### To do
Your task is to retype every entry exactly, omitting nothing.

━━━ Dataset

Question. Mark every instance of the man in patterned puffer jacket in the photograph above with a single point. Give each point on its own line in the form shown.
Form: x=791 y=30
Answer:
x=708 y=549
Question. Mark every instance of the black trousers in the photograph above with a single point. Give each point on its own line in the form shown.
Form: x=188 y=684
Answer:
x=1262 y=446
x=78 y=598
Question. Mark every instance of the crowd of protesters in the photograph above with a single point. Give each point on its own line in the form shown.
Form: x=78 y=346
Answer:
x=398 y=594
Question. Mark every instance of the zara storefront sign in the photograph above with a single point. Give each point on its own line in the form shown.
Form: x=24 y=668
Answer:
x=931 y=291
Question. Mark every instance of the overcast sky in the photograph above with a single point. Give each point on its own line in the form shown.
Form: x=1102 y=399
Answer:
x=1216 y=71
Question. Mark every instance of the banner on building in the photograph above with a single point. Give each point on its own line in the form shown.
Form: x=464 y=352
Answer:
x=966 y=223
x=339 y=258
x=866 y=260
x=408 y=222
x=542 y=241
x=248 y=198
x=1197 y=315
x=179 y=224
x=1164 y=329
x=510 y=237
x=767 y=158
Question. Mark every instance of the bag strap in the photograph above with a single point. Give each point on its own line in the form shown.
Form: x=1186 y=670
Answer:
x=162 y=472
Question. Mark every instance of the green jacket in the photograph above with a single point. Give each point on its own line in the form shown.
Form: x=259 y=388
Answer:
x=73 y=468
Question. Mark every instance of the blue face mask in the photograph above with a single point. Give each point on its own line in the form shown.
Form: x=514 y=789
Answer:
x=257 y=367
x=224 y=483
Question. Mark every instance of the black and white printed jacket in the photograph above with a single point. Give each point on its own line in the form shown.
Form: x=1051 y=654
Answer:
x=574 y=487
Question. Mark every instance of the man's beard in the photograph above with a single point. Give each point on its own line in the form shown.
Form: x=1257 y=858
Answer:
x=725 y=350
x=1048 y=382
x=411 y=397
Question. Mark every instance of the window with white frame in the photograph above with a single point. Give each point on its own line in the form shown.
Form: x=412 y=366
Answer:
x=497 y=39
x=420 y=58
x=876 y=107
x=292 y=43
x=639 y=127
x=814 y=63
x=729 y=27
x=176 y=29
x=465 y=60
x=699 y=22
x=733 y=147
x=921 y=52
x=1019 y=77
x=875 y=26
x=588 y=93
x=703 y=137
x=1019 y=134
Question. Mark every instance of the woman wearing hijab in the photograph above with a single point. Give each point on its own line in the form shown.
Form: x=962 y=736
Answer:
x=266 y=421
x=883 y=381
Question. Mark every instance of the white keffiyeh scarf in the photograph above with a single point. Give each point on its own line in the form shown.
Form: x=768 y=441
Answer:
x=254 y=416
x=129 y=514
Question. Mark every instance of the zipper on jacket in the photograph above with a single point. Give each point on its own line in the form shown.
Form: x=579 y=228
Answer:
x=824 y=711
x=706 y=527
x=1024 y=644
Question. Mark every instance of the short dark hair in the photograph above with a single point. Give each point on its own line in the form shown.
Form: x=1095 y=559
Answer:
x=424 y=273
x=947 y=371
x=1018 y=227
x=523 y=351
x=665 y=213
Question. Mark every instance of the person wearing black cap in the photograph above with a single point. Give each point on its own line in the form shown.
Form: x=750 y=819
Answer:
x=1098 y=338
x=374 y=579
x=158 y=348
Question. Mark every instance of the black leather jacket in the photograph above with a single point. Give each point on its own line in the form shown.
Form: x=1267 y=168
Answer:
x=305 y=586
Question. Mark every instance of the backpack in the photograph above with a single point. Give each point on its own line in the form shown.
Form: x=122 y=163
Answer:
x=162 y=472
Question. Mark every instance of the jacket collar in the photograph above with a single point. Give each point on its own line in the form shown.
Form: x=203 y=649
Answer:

━━━━━━

### Response area
Question. Mark every instance of the man in patterned puffer jacket in the photograph above with a single point. Give each point on its own line in the form shown.
Form: x=791 y=30
Answer:
x=708 y=549
Question. Mark every instance of the black trousers in the photograph above with a single point. Give each point on its own line in the form shown.
Form: x=188 y=684
Answer:
x=1262 y=446
x=78 y=598
Question. Mark every instance of the crowd of protesters in the photograph above with a single point. Give each point on its own line in the form shown.
Form: x=78 y=346
Answer:
x=398 y=594
Question. Mark every instance of the zara storefront sign in the photograph above with a single point. Give each point on its own line in the form shown.
Form: x=24 y=668
Answer:
x=931 y=291
Question. Mark every instance of the overcast sky in the photograph above with a single point. Give each point on its own line in the form shown.
Form: x=1102 y=399
Answer:
x=1216 y=71
Question. Mark every instance of the banner on building in the photograph above with a single point. Give each point on its own line in the form shown.
Form: x=464 y=352
Answer:
x=966 y=223
x=339 y=258
x=866 y=260
x=408 y=222
x=542 y=241
x=248 y=198
x=1197 y=315
x=179 y=224
x=1164 y=329
x=510 y=237
x=767 y=158
Question. Mark every instance of the bag strap in the photograph above with a single point. Give each point on its own line in the form shown.
Form: x=1186 y=670
Answer:
x=162 y=472
Question. Mark every instance of the green jacket in the photograph above with a single point. Give each point on its own line in the form shown.
Form: x=259 y=388
Answer:
x=73 y=468
Question. Mark every instance of the blue face mask in the photograph above with a single point. Give each point on its own line in the form shown.
Form: x=514 y=789
Answer:
x=257 y=367
x=224 y=483
Question. Mark every instance of the black and white printed jacket in the photograph above with a single point. Give each point on its own line in the form shown.
Form: x=1051 y=654
Answer:
x=574 y=487
Question. Mark every instance of the man's beard in the photograph above with a single point. Give each point on its own line in the form shown.
Form: x=1257 y=858
Answer:
x=725 y=350
x=1048 y=382
x=411 y=397
Question. Mark every instance of the window with white frame in the photograph above with a single point. Give each point on its own line in the form shown.
Form: x=412 y=366
Answer:
x=497 y=39
x=420 y=58
x=876 y=107
x=292 y=43
x=639 y=127
x=814 y=63
x=729 y=27
x=176 y=29
x=465 y=60
x=699 y=22
x=733 y=147
x=921 y=52
x=1019 y=77
x=875 y=26
x=588 y=93
x=703 y=137
x=1019 y=134
Question. Mark every instance of the woman wearing hijab in the photograph above with a single point. Give each point on its own line in the form shown.
Form: x=962 y=736
Answer:
x=266 y=421
x=883 y=381
Question. Mark every instance of the white keffiyeh scarf in the photograph above with a single point. Give each point on its own line in the form shown.
Form: x=768 y=441
Answer:
x=254 y=416
x=129 y=514
Question. Mark every instance of the zipper on jacket in the photograph above with a single point. Give each point on its own line in the form shown.
Form: x=579 y=228
Answer:
x=824 y=711
x=706 y=527
x=1024 y=644
Question. Mark every instance of the short dark hair in the photograph above with a single point. Give each point on its own line in the form shown.
Form: x=1095 y=559
Answer:
x=424 y=273
x=947 y=371
x=1018 y=227
x=523 y=351
x=665 y=213
Question. Mark every instance of the person wearing black cap in the photograph above with a single point. Give each point on its own line in the form shown.
Form: x=750 y=819
Answer:
x=1098 y=338
x=374 y=579
x=158 y=348
Question. Mark every instance of the black leather jacket in the photograph above with a single point. Give each point on its own line in the form shown.
Form: x=1267 y=168
Answer:
x=305 y=586
Question. Mark every instance of the backpack in the photograph above with a single point. Give each point on its own line in the form shown.
Form: x=122 y=163
Answer:
x=162 y=472
Question. Mark every instance of the jacket collar in the photograph above with a single point. Give each point on its own line in the form shown.
Form: x=203 y=649
Answer:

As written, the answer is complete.